- RECORDS SUPPLIED
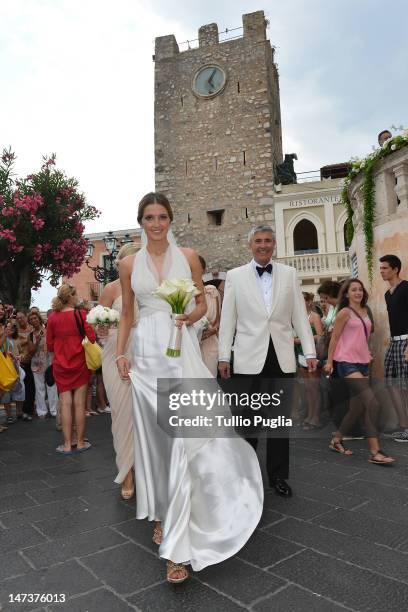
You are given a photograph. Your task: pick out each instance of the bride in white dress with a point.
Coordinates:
(206, 494)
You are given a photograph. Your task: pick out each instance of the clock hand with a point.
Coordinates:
(212, 76)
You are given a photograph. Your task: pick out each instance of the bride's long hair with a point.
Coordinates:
(153, 198)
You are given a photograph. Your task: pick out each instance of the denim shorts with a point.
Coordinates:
(345, 369)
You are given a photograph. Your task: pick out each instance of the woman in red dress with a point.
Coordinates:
(69, 366)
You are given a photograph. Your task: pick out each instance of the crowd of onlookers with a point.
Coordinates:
(35, 395)
(342, 325)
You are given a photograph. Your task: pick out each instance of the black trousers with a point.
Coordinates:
(29, 383)
(277, 448)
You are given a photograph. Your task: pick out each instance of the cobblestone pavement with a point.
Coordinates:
(340, 543)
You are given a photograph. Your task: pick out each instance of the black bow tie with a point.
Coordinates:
(261, 270)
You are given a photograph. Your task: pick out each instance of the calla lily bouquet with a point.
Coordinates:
(101, 315)
(178, 293)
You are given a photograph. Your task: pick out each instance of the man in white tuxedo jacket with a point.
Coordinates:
(262, 305)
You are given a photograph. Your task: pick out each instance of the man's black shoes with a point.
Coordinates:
(281, 487)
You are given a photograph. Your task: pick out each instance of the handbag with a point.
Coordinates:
(93, 352)
(322, 346)
(8, 373)
(49, 376)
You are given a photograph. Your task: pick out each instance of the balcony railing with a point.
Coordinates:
(319, 264)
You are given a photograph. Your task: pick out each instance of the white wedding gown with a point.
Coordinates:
(208, 493)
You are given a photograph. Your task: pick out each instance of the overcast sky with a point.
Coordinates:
(76, 78)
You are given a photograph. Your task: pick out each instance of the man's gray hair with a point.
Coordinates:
(260, 228)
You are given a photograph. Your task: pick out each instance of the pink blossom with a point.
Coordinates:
(8, 235)
(37, 223)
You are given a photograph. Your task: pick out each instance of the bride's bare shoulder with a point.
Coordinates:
(126, 263)
(190, 254)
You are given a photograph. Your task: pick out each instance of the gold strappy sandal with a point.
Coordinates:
(176, 567)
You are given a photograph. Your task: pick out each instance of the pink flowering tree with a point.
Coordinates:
(41, 229)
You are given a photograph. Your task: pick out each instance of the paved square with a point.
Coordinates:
(340, 542)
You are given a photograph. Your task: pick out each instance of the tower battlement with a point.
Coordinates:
(218, 137)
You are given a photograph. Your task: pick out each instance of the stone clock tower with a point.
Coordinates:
(218, 138)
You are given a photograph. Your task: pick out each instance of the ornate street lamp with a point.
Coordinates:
(110, 243)
(108, 272)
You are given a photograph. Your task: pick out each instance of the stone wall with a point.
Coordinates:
(218, 153)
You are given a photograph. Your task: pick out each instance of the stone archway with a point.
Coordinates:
(314, 235)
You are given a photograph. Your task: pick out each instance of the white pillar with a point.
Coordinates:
(331, 246)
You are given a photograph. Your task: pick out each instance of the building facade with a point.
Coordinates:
(218, 137)
(310, 231)
(390, 238)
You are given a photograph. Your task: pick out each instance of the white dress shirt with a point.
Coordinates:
(265, 284)
(265, 287)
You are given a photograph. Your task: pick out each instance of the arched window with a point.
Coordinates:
(305, 238)
(346, 242)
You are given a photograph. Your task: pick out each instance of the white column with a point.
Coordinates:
(331, 246)
(280, 231)
(401, 189)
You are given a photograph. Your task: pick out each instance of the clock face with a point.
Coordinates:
(209, 81)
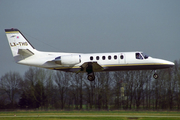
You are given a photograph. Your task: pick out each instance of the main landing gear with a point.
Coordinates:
(91, 77)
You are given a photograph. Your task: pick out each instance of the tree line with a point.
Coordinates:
(47, 89)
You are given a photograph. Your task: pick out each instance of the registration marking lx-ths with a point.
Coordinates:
(18, 44)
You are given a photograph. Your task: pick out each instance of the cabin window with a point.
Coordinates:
(103, 57)
(138, 56)
(97, 57)
(122, 57)
(91, 58)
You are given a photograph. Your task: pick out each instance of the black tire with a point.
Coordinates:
(155, 76)
(91, 77)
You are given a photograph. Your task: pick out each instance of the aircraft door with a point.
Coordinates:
(122, 58)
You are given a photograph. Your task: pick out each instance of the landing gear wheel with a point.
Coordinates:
(91, 77)
(155, 76)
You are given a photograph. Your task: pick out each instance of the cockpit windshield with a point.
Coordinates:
(145, 56)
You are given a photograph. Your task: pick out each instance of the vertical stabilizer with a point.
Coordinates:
(20, 46)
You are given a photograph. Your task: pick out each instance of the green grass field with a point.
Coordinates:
(89, 115)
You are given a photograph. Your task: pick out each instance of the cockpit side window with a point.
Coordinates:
(138, 56)
(145, 56)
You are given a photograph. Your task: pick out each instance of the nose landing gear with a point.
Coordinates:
(155, 76)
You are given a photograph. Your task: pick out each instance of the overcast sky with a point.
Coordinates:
(89, 26)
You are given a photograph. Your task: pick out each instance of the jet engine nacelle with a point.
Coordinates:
(68, 59)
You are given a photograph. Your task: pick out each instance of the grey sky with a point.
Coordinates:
(90, 26)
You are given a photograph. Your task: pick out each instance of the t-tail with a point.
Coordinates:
(20, 46)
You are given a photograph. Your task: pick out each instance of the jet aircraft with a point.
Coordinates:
(24, 53)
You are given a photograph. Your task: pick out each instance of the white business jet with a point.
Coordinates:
(24, 53)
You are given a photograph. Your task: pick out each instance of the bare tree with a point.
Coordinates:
(10, 85)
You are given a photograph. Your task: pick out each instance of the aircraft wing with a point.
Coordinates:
(94, 66)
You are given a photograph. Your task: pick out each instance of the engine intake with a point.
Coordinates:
(68, 59)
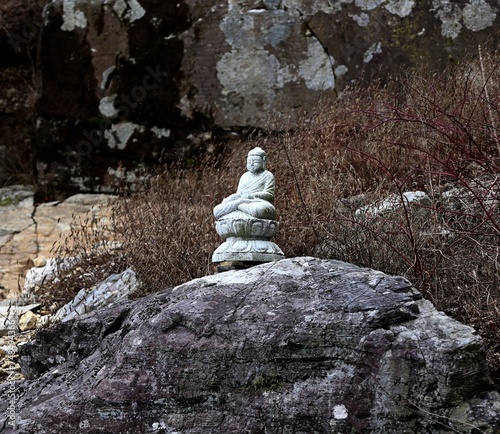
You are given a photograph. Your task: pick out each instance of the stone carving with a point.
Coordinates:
(245, 219)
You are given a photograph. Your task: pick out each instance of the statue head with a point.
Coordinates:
(256, 160)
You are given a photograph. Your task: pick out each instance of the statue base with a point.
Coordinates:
(237, 249)
(247, 239)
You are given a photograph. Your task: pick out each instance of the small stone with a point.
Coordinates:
(40, 261)
(28, 321)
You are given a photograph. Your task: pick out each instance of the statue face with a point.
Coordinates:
(255, 164)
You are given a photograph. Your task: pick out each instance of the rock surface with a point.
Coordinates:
(29, 231)
(297, 346)
(161, 79)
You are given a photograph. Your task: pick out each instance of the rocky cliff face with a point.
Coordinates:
(133, 80)
(301, 345)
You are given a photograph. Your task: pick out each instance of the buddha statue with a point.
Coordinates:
(255, 192)
(245, 219)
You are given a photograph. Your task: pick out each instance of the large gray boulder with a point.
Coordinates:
(139, 79)
(298, 346)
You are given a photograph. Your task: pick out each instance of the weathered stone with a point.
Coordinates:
(28, 231)
(297, 346)
(162, 79)
(116, 288)
(28, 321)
(245, 219)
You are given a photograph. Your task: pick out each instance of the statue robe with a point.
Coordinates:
(260, 188)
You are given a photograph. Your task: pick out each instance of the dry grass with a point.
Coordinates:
(437, 133)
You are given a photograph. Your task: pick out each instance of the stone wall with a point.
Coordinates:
(134, 80)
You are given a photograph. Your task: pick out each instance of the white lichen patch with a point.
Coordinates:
(340, 412)
(247, 71)
(362, 20)
(119, 134)
(161, 132)
(450, 17)
(72, 17)
(340, 71)
(129, 10)
(375, 48)
(368, 5)
(107, 106)
(402, 8)
(478, 15)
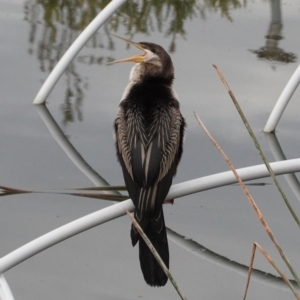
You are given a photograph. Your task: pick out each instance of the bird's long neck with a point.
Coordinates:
(139, 75)
(149, 73)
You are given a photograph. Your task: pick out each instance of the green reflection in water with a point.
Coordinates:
(55, 24)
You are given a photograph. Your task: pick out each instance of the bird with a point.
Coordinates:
(149, 130)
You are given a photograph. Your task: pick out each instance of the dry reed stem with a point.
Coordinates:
(252, 202)
(257, 145)
(268, 168)
(271, 261)
(156, 255)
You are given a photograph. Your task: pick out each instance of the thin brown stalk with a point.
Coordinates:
(257, 145)
(271, 261)
(251, 200)
(156, 255)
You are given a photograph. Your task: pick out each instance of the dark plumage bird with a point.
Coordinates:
(149, 131)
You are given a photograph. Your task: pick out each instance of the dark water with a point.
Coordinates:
(256, 50)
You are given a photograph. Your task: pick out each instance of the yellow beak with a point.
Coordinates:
(136, 58)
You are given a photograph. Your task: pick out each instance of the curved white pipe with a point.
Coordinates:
(5, 292)
(283, 101)
(117, 210)
(74, 49)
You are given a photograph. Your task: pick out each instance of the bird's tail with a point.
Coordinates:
(155, 230)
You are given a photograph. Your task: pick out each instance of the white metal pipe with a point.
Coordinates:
(283, 101)
(278, 154)
(5, 292)
(117, 210)
(74, 49)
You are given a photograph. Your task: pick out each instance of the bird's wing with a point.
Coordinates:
(148, 153)
(169, 139)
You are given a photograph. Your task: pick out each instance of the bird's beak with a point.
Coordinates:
(136, 58)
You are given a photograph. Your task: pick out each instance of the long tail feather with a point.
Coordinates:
(156, 232)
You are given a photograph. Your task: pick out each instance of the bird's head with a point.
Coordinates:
(153, 62)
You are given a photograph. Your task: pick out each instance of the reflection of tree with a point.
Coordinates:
(271, 51)
(55, 24)
(224, 6)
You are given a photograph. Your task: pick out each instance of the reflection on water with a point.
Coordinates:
(271, 51)
(54, 25)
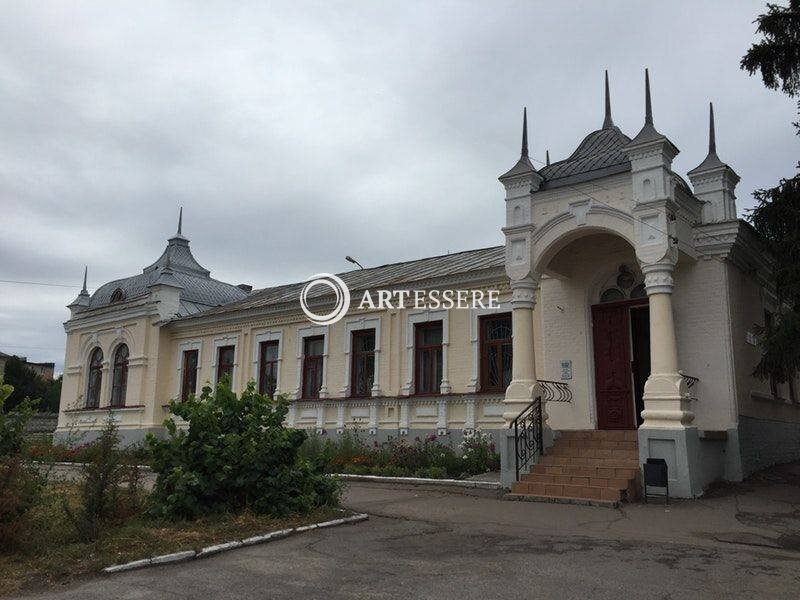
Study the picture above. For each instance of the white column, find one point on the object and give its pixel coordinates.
(404, 417)
(441, 422)
(523, 385)
(666, 401)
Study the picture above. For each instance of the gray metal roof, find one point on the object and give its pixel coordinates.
(385, 276)
(601, 153)
(199, 291)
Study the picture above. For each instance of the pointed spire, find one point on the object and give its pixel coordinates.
(524, 131)
(712, 139)
(711, 161)
(607, 122)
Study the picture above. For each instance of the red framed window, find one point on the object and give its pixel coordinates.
(268, 368)
(95, 379)
(496, 354)
(313, 348)
(119, 376)
(362, 368)
(225, 357)
(189, 373)
(428, 357)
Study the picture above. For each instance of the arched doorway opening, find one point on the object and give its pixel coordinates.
(621, 333)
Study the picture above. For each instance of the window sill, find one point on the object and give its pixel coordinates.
(762, 397)
(104, 409)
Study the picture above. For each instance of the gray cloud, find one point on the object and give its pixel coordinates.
(295, 133)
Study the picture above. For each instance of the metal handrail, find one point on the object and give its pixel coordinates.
(528, 439)
(555, 391)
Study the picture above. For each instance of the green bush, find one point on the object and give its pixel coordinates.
(109, 488)
(20, 485)
(235, 454)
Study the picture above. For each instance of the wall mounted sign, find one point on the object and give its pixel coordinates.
(566, 369)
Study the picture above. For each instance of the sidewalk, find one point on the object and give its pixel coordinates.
(763, 512)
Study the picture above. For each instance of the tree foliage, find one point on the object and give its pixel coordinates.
(235, 454)
(28, 383)
(777, 55)
(776, 216)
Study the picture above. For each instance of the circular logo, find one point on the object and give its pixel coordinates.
(338, 287)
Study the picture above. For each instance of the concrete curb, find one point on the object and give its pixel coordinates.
(464, 483)
(226, 546)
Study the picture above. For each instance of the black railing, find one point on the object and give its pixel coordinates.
(555, 391)
(528, 440)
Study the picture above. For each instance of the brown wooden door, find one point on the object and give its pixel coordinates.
(612, 367)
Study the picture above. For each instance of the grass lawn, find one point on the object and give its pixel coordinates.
(52, 554)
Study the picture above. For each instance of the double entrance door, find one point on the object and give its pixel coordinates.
(621, 332)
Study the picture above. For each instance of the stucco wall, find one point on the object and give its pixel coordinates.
(700, 306)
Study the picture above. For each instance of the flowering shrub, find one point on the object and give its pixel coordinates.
(479, 453)
(427, 457)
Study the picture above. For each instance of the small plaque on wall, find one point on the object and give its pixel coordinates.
(566, 369)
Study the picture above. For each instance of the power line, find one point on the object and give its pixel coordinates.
(3, 345)
(16, 282)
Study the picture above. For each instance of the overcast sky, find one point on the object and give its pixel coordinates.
(296, 133)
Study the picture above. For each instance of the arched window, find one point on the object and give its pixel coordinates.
(95, 379)
(612, 295)
(119, 379)
(639, 292)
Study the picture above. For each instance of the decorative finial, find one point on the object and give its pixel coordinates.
(712, 138)
(525, 131)
(607, 122)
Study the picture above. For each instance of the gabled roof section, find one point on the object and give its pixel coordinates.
(383, 277)
(178, 268)
(601, 153)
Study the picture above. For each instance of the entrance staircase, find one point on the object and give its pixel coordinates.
(585, 467)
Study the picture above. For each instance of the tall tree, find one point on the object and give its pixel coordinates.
(776, 215)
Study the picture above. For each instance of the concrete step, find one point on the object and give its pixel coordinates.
(619, 483)
(570, 451)
(561, 500)
(598, 443)
(630, 435)
(584, 471)
(583, 461)
(563, 490)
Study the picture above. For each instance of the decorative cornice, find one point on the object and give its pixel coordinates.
(291, 310)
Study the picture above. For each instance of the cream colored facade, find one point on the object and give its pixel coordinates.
(610, 228)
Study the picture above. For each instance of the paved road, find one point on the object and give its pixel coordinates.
(423, 544)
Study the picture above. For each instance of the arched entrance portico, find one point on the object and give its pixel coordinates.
(594, 312)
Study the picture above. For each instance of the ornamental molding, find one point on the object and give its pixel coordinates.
(289, 312)
(104, 317)
(580, 215)
(658, 278)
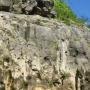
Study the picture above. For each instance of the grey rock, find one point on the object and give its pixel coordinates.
(41, 51)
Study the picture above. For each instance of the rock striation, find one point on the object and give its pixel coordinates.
(38, 53)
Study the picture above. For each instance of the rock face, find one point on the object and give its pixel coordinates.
(37, 53)
(5, 5)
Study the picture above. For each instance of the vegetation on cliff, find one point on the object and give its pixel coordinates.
(65, 13)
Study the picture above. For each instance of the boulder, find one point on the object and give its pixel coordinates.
(5, 5)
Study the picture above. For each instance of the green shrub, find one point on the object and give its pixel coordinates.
(63, 12)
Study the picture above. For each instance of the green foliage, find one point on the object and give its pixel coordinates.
(63, 12)
(88, 26)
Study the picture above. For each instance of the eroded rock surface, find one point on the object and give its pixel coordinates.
(37, 53)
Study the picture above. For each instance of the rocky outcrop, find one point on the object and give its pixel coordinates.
(38, 53)
(5, 5)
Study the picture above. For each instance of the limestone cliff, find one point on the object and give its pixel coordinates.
(38, 53)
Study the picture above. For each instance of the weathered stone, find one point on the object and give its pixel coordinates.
(41, 51)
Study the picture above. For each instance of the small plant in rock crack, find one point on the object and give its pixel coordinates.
(64, 76)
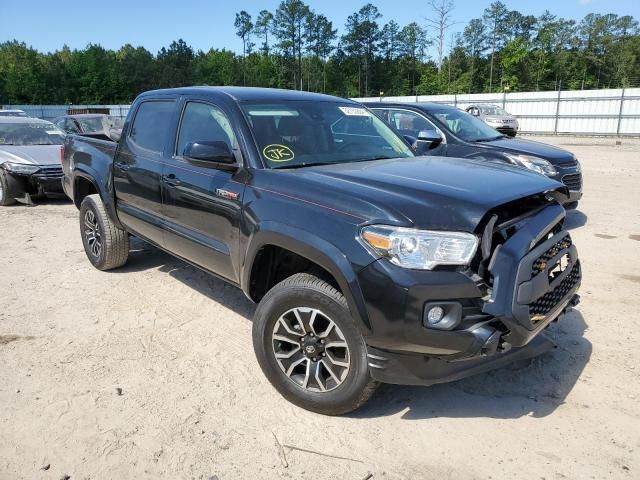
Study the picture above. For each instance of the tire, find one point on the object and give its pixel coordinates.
(310, 384)
(5, 199)
(106, 245)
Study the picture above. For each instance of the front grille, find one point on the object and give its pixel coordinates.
(545, 304)
(49, 172)
(541, 262)
(573, 181)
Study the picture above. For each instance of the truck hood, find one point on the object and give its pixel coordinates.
(555, 155)
(425, 192)
(30, 154)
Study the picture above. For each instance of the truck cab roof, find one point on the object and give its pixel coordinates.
(242, 94)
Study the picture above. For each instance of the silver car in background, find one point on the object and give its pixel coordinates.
(30, 153)
(13, 113)
(495, 117)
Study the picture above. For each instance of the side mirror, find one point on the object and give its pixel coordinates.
(215, 152)
(411, 140)
(431, 136)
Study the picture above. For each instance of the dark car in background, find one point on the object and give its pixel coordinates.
(96, 125)
(443, 130)
(496, 117)
(30, 153)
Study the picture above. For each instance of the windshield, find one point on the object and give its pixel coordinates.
(463, 125)
(292, 134)
(44, 133)
(115, 122)
(90, 124)
(12, 113)
(492, 110)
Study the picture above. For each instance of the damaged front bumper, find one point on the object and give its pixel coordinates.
(535, 278)
(47, 181)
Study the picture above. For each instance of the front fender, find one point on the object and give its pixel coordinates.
(315, 249)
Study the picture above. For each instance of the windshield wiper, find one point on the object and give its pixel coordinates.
(490, 139)
(301, 165)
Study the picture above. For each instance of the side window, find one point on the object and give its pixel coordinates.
(70, 126)
(409, 123)
(151, 125)
(204, 123)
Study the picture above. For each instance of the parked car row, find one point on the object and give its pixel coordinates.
(413, 245)
(31, 151)
(30, 159)
(443, 130)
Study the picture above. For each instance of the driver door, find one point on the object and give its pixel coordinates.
(202, 204)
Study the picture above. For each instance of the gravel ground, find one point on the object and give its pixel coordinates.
(148, 371)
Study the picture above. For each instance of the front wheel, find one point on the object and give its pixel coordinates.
(106, 245)
(309, 348)
(5, 199)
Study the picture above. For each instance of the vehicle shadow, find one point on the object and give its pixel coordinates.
(143, 256)
(37, 202)
(534, 387)
(575, 219)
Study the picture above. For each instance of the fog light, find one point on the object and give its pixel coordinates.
(435, 315)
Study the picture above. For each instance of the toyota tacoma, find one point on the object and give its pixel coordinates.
(369, 264)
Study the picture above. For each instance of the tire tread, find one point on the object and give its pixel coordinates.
(116, 240)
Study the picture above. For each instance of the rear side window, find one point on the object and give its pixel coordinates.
(151, 125)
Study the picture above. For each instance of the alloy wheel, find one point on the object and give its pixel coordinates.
(311, 349)
(92, 233)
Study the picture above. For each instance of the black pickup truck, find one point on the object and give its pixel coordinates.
(369, 264)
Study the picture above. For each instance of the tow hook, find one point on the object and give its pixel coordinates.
(572, 303)
(575, 301)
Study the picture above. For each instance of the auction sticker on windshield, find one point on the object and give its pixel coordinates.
(354, 111)
(278, 153)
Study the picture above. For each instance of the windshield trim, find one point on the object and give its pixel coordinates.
(432, 115)
(242, 104)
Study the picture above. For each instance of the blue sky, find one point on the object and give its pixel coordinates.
(48, 25)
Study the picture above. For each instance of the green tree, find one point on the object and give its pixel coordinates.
(495, 15)
(264, 26)
(175, 65)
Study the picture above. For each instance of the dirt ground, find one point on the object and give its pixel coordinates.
(149, 372)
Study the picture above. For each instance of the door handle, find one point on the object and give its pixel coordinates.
(171, 180)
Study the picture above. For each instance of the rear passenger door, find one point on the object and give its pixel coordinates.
(137, 169)
(202, 202)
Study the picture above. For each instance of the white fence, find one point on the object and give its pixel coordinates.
(51, 112)
(584, 112)
(579, 112)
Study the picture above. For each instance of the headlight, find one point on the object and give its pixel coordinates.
(538, 165)
(420, 249)
(21, 167)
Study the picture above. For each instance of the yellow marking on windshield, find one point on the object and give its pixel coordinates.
(278, 153)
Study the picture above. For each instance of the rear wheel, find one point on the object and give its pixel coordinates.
(309, 348)
(106, 245)
(5, 199)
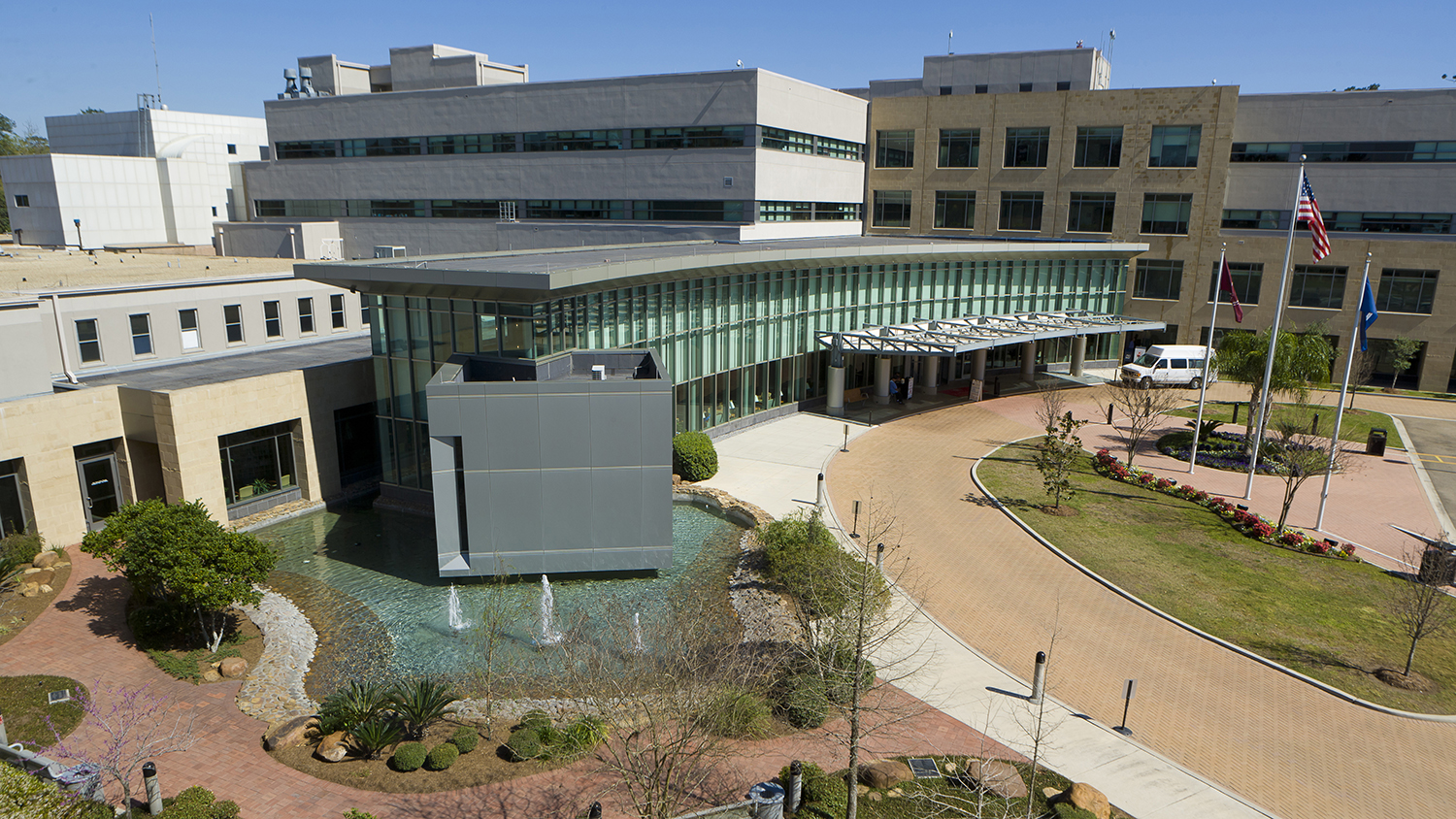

- REQUIRED TASK
Which lines in the records above contain the word "cliff"? Find each one, with case counting, and copy it out in full.

- SOLUTION TO THIS TASK
You are given a photograph. Your task: pick out each instance of the rocky cliff face with a point.
Study the picture above. For each instance of the vegetation on cliff, find one point on the object and give its pixel coordinates.
Study the picture above. For each instance of the limestone cliff, find one point on the object and give its pixel coordinates.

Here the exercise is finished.